» **Stated task**
Rewrite the stretch from the start of the listing through the line containing "An instance may span several separate parts.", putting "brick wall" in place of "stucco wall" and leaving everything else as it is.

» **Information supplied**
--*--

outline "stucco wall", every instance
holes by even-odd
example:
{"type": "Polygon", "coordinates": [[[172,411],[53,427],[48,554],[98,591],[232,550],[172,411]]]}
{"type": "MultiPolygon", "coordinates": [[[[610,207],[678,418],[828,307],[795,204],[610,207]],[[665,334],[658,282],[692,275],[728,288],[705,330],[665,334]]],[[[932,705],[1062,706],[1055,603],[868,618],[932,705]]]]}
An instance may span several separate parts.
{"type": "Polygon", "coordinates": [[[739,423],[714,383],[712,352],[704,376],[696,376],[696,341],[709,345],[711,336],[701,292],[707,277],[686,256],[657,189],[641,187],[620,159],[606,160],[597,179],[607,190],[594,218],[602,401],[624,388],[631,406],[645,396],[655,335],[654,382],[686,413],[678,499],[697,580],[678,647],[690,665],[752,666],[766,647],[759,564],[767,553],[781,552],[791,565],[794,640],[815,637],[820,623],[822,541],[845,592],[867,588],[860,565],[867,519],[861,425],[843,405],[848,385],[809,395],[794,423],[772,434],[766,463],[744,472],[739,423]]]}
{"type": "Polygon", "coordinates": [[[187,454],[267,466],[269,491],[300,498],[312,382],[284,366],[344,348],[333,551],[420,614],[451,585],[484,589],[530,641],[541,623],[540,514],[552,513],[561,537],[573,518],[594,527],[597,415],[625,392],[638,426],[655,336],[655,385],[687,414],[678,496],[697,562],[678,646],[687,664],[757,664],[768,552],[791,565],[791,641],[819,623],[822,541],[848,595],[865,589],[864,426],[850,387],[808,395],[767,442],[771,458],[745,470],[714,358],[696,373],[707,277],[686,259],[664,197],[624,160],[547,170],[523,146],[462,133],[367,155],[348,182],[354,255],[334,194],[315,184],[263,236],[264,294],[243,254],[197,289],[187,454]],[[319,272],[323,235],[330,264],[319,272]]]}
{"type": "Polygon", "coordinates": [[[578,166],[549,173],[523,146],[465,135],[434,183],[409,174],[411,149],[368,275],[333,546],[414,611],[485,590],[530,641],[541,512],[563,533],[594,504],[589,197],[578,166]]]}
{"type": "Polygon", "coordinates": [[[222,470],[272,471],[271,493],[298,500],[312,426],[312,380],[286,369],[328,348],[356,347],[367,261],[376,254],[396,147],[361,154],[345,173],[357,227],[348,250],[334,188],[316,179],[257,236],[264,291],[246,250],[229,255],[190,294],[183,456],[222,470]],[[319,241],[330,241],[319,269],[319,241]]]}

--*--

» **Result of this task**
outline "brick wall", every instance
holes by even-odd
example:
{"type": "Polygon", "coordinates": [[[172,411],[53,427],[48,554],[98,591],[232,550],[172,411]]]}
{"type": "MultiPolygon", "coordinates": [[[[610,207],[678,418],[828,307],[795,204],[610,207]],[[665,334],[658,282],[692,275],[728,288],[705,330],[665,334]]],[[[932,705],[1062,706],[1055,603],[868,618],[932,705]]]]}
An instance may span several separate parts.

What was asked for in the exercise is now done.